• **AIM**
Quote the entire listing below word for word, leaving out the pictures.

• **DATA FOR THE TASK**

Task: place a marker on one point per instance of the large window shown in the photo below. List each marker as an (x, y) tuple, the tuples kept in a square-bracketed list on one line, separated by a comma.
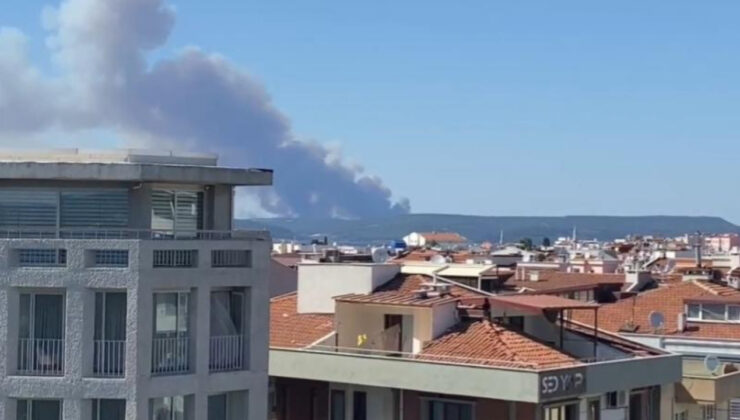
[(41, 334), (39, 410), (717, 312), (30, 208), (171, 343), (109, 410), (177, 211), (168, 408), (447, 410), (103, 208)]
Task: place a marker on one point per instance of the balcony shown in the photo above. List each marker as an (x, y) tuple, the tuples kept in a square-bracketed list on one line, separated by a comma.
[(171, 356), (41, 356), (124, 233), (109, 359), (227, 353)]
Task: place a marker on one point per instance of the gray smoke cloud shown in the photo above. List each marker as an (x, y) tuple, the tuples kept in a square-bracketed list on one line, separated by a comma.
[(193, 101)]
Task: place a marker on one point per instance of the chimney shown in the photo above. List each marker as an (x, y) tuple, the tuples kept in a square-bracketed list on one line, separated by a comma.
[(681, 322)]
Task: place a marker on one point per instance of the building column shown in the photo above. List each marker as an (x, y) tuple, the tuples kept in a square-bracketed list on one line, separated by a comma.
[(72, 410)]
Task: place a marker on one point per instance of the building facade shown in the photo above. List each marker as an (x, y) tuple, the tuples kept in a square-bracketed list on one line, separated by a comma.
[(124, 291)]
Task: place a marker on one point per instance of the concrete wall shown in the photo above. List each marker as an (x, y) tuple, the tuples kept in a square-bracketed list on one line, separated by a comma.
[(354, 319), (283, 279), (318, 284), (79, 283)]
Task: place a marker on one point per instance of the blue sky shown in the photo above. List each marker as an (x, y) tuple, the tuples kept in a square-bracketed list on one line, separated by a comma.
[(496, 108)]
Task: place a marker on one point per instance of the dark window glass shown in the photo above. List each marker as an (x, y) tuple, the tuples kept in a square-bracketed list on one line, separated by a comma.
[(338, 405), (359, 406)]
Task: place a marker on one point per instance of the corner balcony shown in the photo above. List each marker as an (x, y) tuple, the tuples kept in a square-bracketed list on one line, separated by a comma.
[(91, 233), (492, 379)]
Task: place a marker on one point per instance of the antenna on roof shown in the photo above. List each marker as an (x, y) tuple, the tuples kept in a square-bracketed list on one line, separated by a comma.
[(380, 255), (438, 259), (712, 364), (657, 320)]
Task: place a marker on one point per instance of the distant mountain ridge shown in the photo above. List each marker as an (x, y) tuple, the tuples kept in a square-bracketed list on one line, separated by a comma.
[(486, 228)]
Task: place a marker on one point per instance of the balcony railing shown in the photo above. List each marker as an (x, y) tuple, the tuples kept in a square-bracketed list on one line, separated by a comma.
[(142, 234), (227, 353), (171, 356), (109, 359), (41, 356)]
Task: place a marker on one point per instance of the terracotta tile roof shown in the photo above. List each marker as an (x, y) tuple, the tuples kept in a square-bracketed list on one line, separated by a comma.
[(486, 343), (401, 290), (540, 302), (443, 237), (669, 299), (290, 329), (557, 281)]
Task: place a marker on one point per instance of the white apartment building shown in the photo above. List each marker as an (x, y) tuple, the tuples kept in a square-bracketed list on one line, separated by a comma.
[(125, 292)]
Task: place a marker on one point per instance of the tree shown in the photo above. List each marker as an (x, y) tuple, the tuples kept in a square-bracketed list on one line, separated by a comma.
[(526, 244)]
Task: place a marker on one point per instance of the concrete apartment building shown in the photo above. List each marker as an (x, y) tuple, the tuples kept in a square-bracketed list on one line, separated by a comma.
[(368, 341), (125, 292)]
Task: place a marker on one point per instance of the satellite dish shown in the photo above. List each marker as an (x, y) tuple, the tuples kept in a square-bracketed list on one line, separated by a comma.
[(380, 255), (657, 320), (438, 259), (712, 363)]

• **RESULT FOR THIS EXERCISE**
Task: place a marker on one point per instance of the large window shown in the photo below. List each marker as an (x, y) tuple, the tuples kept in a square-bracketed list on one line, separated by a comma.
[(41, 334), (39, 410), (717, 312), (30, 208), (171, 343), (109, 410), (177, 211), (168, 408), (447, 410), (103, 208)]
Task: place a marker on one point per instance of the balcony shown in the photo above. List each marker as an (x, y) tuple, the tuples kept in a square-bracketed list on one line, separated by a comma.
[(171, 356), (41, 356), (124, 233), (109, 359), (227, 353)]
Task: place a marker on one point per instance of the gray smoke cloud shown in the photo above. List each marker as an (x, y) tuple, the tuples kept in a square-bracketed list on one line, separated by a comma.
[(193, 101)]
Task: place a marker on one point per instance of the chimney shown in the photo above. List each marker as an (x, y) tuple, the tuples kept in a square-bracketed list on one line, separated by a comma.
[(681, 322)]
Task: place a marker on one point per instance of the building column shown in the photo above. List each marker as an (x, y) tuple, the tuples kept in a square-bracketed list on one line, separated by a comma.
[(72, 410)]
Task: place a marker on one point per instance of the building facade shown in the photo above. List each marker as an (x, y) tuple, the tuples kept in a square-bracketed list on one line, separated by a comma.
[(124, 291)]
Task: place a marker on one point per instance of the concrete wall shown in the photo above. List each marker as an (x, y) tuple, the tuples kept in a square-bracketed list on one line, separated by a comma.
[(354, 319), (283, 279), (318, 284), (79, 283)]
Task: place a marker on one point per instance of the blue sky shown in the photo above. List each marker as an (x, y) tuple, the tuples kept in a square-bracketed list on one line, separated by a comma.
[(496, 108)]
Task: place a marker on one point per instance of the dark window glass shown in the photo above. List each marker as an (x, y) tuple, the tuples kept in a square-bracketed list on one line, separated by a comma.
[(338, 405), (359, 406)]
Task: place a marker on one point per instance of the corner balcony shown in the photo above. List each marker as an (x, y) tuple, the tuples kept in a square-bracketed list on one line, separated by a comma.
[(91, 233), (492, 379)]
Task: place a marker on one point per instance of the antenna on roof shown in the photo above. List each marker as an (x, y) tuple, the tuples kept in a square-bracketed list on one line, separated by a comma.
[(380, 255), (438, 259), (712, 364), (657, 320)]
Task: place a marker on one point per instance of the distant mountain ridge shown in the photo above. List each marker as an (x, y) tuple, the tuples kept in a square-bracketed list on one line, separated by a comma.
[(486, 228)]
Task: place a marker on one point per instance of the balcony railing shown in the photo above. List each marker as an (x, y) tuple, the tuples kept in a square-bracketed list on one line, separated by a comma.
[(142, 234), (227, 353), (171, 356), (109, 359), (41, 356)]
Task: place a marker on one point per instance of the terracotta tile roof shown in the photo above. List each marker as an (x, y) tuple, the tuples kept in a square-bracketed list on one line, separated by a comma.
[(486, 343), (401, 290), (540, 302), (443, 237), (669, 299), (290, 329), (557, 281)]
Task: place a marker on one point per instance of the white apartment building shown in the photo above. List each marker as an (x, y) tuple, the tuples kept in a square-bracketed list on one line, separated by a comma.
[(125, 292)]
Task: place a marker on one point per instance of the tree shown in the photo above. List each marker as an (x, y) tuple, the tuples kept in a square-bracketed list on one line, separated by a comma.
[(526, 244)]
Task: place a marker on one point per instance of the concrete apartment building shown in the photo above. List each marker as an (x, y) tuple, the tuples kept in a square-bracketed list on one line, separated by a comma.
[(368, 341), (125, 292)]
Task: place a marker on one point per instance of the satellite dish shown in the photo above. List each marker as an (x, y) tuple, the tuples kept in a square-bracketed list on one line, separated by a comma.
[(380, 255), (657, 320), (438, 259), (712, 363)]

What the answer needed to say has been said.